Directions:
In the material below, start at the line that contains "Study the photograph above. For every instance of the open" and stop after the line that contains "(1196, 206)". Output those lines alone as a JSON list of strings, one string per line, omitting any blank lines.

Provided entries:
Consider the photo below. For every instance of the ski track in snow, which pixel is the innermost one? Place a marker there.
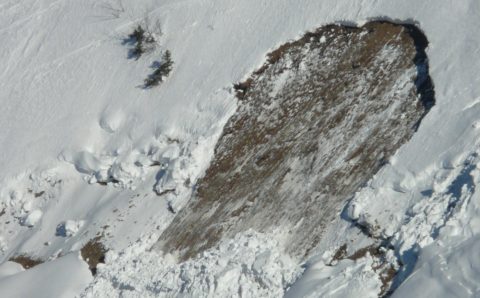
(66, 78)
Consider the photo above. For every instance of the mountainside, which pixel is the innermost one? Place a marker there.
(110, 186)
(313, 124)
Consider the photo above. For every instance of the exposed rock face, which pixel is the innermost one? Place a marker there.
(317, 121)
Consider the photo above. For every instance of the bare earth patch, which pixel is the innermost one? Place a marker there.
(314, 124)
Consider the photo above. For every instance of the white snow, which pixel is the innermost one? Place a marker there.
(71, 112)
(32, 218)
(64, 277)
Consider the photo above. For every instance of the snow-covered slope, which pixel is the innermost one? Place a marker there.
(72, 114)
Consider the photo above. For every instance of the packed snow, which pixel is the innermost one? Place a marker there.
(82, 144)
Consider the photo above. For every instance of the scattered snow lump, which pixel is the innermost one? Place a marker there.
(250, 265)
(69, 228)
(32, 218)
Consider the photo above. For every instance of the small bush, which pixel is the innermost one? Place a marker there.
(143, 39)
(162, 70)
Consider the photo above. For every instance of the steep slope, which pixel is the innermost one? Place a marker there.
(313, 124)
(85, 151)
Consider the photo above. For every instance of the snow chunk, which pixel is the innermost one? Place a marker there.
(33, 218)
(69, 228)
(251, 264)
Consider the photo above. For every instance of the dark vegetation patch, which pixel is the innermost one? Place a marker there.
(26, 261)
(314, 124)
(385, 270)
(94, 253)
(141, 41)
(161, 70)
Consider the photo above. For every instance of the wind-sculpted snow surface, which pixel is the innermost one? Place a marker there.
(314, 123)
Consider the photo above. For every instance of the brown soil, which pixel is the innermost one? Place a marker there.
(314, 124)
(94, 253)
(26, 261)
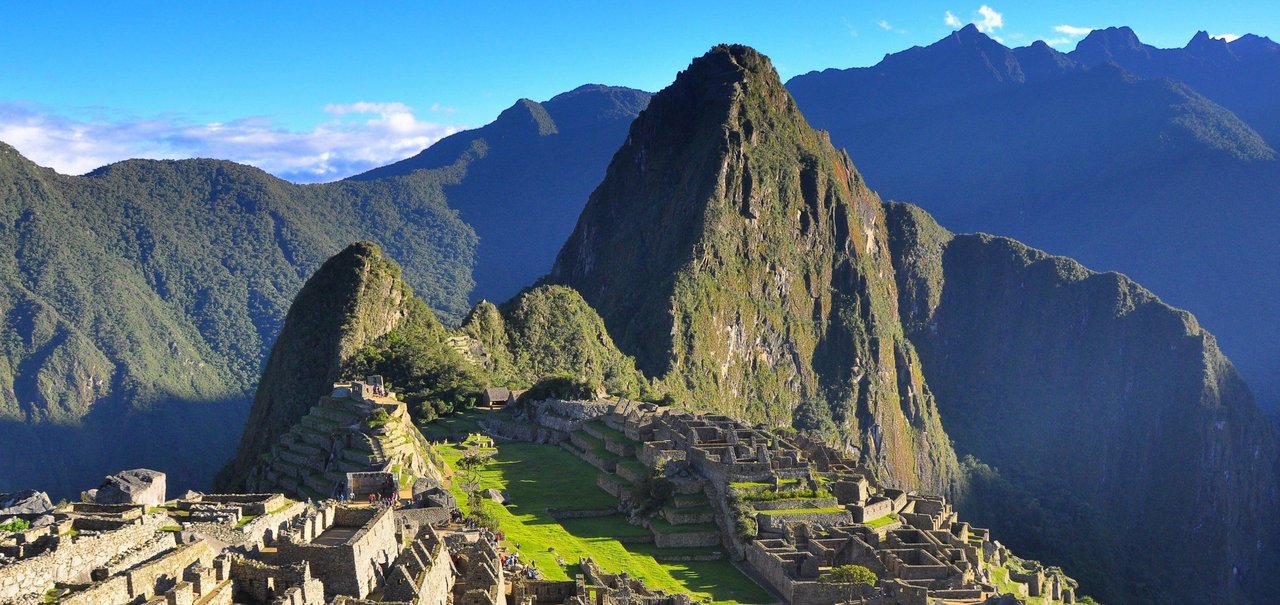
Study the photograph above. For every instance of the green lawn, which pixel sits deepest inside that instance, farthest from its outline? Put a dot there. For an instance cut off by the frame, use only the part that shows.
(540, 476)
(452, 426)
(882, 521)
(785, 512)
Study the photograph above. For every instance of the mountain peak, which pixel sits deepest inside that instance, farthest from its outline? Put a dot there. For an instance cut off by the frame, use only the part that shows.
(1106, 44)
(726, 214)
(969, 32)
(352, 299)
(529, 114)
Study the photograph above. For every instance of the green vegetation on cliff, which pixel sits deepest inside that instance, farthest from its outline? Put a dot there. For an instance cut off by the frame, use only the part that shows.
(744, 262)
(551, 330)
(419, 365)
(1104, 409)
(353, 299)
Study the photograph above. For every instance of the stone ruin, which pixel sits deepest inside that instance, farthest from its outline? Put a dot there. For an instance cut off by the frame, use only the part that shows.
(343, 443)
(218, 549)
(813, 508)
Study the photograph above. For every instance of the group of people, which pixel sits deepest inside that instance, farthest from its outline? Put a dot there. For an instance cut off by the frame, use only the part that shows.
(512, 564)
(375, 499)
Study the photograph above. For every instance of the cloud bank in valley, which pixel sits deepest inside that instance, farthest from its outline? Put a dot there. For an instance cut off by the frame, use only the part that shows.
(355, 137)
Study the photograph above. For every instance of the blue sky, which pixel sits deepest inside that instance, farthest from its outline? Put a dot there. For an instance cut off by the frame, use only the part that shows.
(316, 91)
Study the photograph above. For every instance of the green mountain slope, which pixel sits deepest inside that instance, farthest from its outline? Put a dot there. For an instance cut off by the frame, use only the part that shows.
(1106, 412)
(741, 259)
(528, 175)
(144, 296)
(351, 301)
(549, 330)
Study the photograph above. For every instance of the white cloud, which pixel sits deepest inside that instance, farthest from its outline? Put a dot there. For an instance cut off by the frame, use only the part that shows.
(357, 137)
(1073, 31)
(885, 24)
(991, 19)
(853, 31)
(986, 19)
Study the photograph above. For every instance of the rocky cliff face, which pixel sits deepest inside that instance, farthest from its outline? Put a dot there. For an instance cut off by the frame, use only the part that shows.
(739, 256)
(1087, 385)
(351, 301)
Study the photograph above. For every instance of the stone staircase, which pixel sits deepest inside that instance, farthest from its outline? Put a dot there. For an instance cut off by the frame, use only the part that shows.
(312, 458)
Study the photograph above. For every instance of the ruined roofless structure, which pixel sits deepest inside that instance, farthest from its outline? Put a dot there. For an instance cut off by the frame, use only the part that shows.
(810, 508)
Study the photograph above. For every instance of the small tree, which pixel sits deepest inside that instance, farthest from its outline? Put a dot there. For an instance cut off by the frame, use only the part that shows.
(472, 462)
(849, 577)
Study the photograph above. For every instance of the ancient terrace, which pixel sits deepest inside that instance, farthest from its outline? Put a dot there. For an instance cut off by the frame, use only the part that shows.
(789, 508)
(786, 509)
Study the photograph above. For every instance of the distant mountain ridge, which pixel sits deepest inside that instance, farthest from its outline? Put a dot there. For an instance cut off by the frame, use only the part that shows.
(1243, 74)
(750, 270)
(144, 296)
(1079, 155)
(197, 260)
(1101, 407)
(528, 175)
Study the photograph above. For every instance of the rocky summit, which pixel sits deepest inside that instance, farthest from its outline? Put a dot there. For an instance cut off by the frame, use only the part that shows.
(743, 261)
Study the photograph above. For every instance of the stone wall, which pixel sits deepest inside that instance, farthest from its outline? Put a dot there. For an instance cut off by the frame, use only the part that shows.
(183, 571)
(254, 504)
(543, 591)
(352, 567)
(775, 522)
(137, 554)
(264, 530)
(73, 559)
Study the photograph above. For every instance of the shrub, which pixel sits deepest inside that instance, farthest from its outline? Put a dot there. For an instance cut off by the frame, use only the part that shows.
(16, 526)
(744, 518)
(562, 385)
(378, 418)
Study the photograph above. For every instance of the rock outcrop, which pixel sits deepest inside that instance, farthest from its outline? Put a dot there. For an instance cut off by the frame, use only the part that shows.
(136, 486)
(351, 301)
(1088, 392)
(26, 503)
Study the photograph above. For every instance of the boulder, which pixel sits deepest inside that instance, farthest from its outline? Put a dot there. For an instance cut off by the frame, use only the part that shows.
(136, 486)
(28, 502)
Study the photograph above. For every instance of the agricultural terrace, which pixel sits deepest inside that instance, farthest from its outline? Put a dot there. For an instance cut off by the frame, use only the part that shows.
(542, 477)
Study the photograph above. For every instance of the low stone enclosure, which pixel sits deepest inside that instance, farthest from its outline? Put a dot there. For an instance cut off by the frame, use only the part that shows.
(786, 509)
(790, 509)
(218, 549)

--

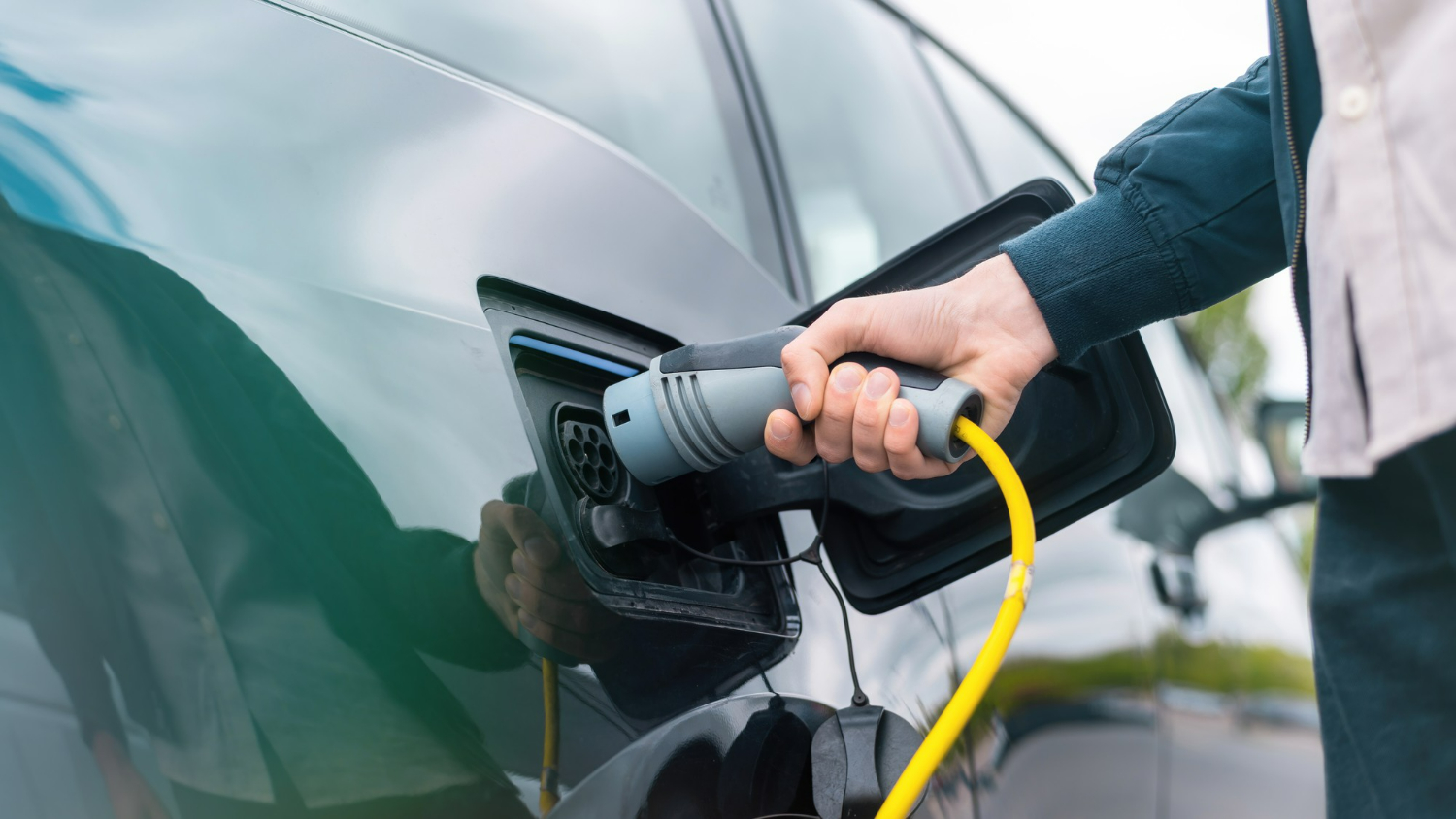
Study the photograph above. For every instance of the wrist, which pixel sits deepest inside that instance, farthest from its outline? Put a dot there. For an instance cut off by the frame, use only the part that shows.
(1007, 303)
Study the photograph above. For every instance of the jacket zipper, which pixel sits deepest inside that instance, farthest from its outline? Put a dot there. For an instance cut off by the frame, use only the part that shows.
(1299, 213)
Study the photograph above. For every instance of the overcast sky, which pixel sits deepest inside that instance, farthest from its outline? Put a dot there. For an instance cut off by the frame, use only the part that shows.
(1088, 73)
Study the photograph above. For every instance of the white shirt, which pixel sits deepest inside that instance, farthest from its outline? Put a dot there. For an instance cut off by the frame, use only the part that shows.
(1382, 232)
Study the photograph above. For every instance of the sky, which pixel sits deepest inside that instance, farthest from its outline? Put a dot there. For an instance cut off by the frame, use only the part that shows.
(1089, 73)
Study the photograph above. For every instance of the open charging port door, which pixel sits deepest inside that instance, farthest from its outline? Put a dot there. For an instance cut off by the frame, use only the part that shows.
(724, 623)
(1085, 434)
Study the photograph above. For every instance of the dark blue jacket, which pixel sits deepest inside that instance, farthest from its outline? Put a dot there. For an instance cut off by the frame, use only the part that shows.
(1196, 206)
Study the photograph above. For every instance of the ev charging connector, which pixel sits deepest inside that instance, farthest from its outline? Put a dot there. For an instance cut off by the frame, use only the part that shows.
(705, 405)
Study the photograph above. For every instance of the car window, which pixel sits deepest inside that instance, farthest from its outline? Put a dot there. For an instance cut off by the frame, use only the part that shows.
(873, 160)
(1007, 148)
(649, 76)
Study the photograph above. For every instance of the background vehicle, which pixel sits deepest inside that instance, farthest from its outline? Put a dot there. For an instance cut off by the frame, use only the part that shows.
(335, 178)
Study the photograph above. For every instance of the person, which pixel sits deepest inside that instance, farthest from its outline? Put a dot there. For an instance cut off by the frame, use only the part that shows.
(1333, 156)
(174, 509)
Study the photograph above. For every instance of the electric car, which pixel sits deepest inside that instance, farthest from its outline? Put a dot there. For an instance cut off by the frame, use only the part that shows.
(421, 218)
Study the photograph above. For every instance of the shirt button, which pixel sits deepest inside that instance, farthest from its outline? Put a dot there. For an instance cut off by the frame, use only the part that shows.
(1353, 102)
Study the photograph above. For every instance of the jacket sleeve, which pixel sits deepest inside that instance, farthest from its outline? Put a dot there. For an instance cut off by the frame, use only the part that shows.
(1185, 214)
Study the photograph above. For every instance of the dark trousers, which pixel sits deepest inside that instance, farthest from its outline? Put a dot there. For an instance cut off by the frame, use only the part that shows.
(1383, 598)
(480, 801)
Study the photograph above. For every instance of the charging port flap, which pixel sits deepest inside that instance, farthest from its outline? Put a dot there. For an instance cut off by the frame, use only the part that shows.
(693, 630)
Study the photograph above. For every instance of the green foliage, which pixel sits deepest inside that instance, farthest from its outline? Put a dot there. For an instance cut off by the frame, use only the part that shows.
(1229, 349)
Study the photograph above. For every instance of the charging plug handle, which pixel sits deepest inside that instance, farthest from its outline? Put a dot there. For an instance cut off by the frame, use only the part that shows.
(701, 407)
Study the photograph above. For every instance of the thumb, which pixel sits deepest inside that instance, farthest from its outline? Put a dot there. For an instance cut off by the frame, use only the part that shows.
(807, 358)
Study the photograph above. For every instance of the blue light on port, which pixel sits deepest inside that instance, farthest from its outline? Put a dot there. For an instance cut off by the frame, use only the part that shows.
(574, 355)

Reply to the exercise:
[
  "Study the photograph above. For every instance of the open charging port door, which pixel sits deepest inside that instance, farthest from its outline? Put a dot there. For an instance cut off by the frame, use only the part that shows.",
  "(724, 623)",
  "(1085, 434)",
  "Study the photograph above. For every instance of the dark blue jacket, which pixel sits deepest inside that instance, farthest from its outline? Put a dot there. For an instance cut off by the frame, use only the part that shows.",
  "(1196, 206)"
]